GIVEN TASK = Reproduce the records below line for line, with no changes.

** START LISTING **

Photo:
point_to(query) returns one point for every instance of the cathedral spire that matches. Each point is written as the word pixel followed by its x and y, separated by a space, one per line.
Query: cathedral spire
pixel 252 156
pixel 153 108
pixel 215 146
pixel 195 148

** END LISTING **

TASK RESPONSE =
Photo:
point_to(query) returns one point for every instance of the cathedral spire that matches. Each point is written as the word pixel followed by its x and y, separated by a space, one per line.
Query: cathedral spire
pixel 252 156
pixel 153 108
pixel 215 146
pixel 195 148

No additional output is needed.